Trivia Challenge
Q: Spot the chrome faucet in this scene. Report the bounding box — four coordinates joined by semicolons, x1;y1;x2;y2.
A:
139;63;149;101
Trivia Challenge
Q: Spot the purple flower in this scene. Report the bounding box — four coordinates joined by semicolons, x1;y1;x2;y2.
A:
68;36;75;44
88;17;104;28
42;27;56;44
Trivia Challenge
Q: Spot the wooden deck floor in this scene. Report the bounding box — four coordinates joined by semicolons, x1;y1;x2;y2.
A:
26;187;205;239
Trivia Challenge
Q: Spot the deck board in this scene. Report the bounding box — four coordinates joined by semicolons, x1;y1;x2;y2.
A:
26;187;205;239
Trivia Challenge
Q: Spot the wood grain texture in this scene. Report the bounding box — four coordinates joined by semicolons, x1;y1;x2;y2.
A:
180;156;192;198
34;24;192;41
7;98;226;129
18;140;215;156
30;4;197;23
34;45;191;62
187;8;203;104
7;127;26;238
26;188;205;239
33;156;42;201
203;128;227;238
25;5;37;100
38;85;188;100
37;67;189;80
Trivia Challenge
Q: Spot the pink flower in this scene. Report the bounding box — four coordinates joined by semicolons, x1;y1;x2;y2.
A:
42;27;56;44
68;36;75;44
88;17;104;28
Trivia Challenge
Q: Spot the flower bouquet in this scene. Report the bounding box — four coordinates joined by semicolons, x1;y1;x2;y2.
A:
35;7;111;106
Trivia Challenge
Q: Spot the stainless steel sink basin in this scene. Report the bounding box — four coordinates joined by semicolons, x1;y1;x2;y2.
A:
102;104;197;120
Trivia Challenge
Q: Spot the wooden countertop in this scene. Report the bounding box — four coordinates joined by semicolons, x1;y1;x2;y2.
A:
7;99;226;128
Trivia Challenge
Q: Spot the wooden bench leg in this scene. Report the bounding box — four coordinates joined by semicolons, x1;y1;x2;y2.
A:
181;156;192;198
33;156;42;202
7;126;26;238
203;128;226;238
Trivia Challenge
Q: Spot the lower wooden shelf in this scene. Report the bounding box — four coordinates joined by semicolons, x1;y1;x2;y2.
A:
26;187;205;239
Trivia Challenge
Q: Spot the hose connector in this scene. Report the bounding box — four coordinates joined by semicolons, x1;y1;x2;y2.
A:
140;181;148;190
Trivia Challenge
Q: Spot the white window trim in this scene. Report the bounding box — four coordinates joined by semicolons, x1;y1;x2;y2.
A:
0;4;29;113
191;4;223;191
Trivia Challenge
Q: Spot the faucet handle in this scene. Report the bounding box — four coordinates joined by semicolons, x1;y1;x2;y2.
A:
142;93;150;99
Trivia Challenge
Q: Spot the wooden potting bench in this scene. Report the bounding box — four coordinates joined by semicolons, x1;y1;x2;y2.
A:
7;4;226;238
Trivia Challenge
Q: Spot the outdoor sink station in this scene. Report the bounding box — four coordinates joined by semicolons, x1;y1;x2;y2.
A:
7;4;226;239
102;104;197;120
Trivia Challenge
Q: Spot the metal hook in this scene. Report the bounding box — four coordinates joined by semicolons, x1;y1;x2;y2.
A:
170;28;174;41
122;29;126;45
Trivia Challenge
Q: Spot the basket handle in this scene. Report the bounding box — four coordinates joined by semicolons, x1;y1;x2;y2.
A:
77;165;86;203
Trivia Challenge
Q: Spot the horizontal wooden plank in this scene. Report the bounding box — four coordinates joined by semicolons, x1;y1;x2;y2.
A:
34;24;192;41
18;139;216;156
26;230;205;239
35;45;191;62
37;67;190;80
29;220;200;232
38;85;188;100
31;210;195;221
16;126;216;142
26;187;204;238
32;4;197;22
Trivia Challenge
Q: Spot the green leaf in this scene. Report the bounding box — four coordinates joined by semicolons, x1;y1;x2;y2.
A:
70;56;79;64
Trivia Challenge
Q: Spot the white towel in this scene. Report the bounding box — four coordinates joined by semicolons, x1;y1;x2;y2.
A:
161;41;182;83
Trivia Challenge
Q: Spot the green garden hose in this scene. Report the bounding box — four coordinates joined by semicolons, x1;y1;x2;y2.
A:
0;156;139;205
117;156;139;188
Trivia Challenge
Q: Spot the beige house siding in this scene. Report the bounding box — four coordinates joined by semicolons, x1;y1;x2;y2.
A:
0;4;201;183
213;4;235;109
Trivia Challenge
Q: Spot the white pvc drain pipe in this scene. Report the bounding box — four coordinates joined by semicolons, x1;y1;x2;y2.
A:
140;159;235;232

____

- [REQUIREMENTS] Copy every entry above word for word, line by line, with no changes.

- [COMPLETED EXERCISE]
Trivia Challenge
Q: Spot the chrome faucet in this scene. Report the bounding box — four coordinates joined by semicolons, x1;y1;x2;y2.
A:
139;63;149;101
Trivia Challenge
Q: Spot the purple flower in this scene. Report the bounding box — four coordinates joined by semicolons, x1;y1;x2;y2.
A:
68;36;75;44
88;17;104;28
42;27;56;44
Trivia Challenge
Q: Spot the wooden deck floor in this scene. Report the bounding box — four coordinates joined by semicolons, x1;y1;x2;y2.
A:
26;187;205;239
Trivia Challenge
Q: Spot the deck board in this scene. Report the bounding box — four coordinates joined by semicolons, x1;y1;x2;y2.
A:
26;187;205;239
Trivia Challenge
Q: Spot the wood grain texture in this scene. Report the bounding box — four coordinates joined by semicolons, x1;y1;x2;y2.
A:
180;156;192;198
34;24;192;41
7;98;226;129
18;140;215;156
30;4;197;23
34;45;191;62
187;8;203;104
7;127;26;238
26;188;205;239
33;156;42;201
203;128;227;238
25;5;37;100
38;85;188;100
37;67;189;80
Trivia Challenge
Q: Spot the pink flower in this scene. Report the bounding box — four coordinates joined by semicolons, x1;y1;x2;y2.
A:
42;27;56;44
68;36;75;44
88;17;104;28
Trivia Challenge
Q: Spot the flower bouquet in this scene. Report the bounding box — four coordinates joined by semicolons, x1;y1;x2;y2.
A:
35;7;111;106
Trivia Challenge
Q: Spot the stainless steel sink basin in this scene. Report the bounding box — four coordinates joined by semicolons, x1;y1;x2;y2.
A:
102;104;197;120
Trivia Challenge
Q: Spot the wooden countertop in this scene. Report the bounding box — four coordinates joined by semicolons, x1;y1;x2;y2.
A:
7;99;226;128
Trivia Challenge
Q: Spot the wooden bench leg in this scene. Report the bounding box — four coordinates joined by semicolons, x1;y1;x2;y2.
A:
181;156;192;198
33;156;42;202
7;126;26;238
203;128;226;238
Trivia Challenge
Q: Spot the lower wooden shelf in this scene. Report the bounding box — four coordinates joined by semicolons, x1;y1;x2;y2.
A:
26;187;205;239
Trivia Challenge
Q: Spot the hose connector in this scene. Report the bounding box — four coordinates joined by semicolons, x1;y1;x2;y2.
A:
140;181;148;190
Trivia Challenge
Q: Spot the white window trim in this scene. Report the bounding box — four coordinates joined by semicolons, x1;y1;x2;y2.
A:
0;4;29;113
191;4;223;191
Trivia Challenge
Q: Spot the faucet handle in this scene. Report the bounding box — four coordinates joined by semicolons, x1;y1;x2;y2.
A:
142;93;150;99
Trivia Challenge
Q: Spot the wooden potting bench in this scene. Report the bounding box — four coordinates joined by semicolons, x1;y1;x2;y2.
A:
7;4;226;238
Trivia Challenge
Q: Spot the outdoor sink station in this scene. Report the bounding box — four coordinates joined by semicolons, x1;y1;x2;y2.
A:
7;4;226;239
102;104;197;120
Trivia Challenge
Q: Spot the metal hook in this scene. Report the bounding box — four coordinates joined by semicolons, x1;y1;x2;y2.
A:
170;28;174;41
122;29;126;45
Trivia Challenge
Q: Spot the basket handle in this scene. Report the bounding box — four coordinates joined by semicolons, x1;y1;x2;y2.
A:
77;165;86;203
Trivia Challenge
Q: Spot the horizontal wooden plank in this scene. Report the bounding box — four coordinates joined by semicolons, x1;y1;x2;y2.
A:
34;24;192;41
18;139;216;156
26;230;205;239
35;45;191;62
37;67;190;80
29;220;200;232
38;85;188;100
31;210;195;221
16;126;216;142
26;187;204;238
32;4;197;22
Trivia Challenge
Q: Spot the green leaf in this scene. Report the bounding box — four coordinates joined by semicolons, x1;y1;x2;y2.
A:
70;56;79;64
Trivia Challenge
Q: Spot the white towel in this scene. Report the bounding box — four coordinates joined by semicolons, x1;y1;x2;y2.
A:
161;41;182;83
Trivia Challenge
Q: Spot the green garden hose in this scene. Report the bounding box — four coordinates joined by semicolons, x1;y1;x2;y2.
A:
0;156;139;205
117;156;139;188
Trivia Challenge
Q: Spot the beige house siding in this scene. Report the bounding box — four coordinates joined by semicolons, x1;y1;x2;y2.
A:
0;4;201;183
213;4;235;109
Trivia Challenge
Q: Spot the white pvc drain pipe in this scene. Report the bounding box — four coordinates joined by semicolons, x1;y1;x2;y2.
A:
140;159;235;232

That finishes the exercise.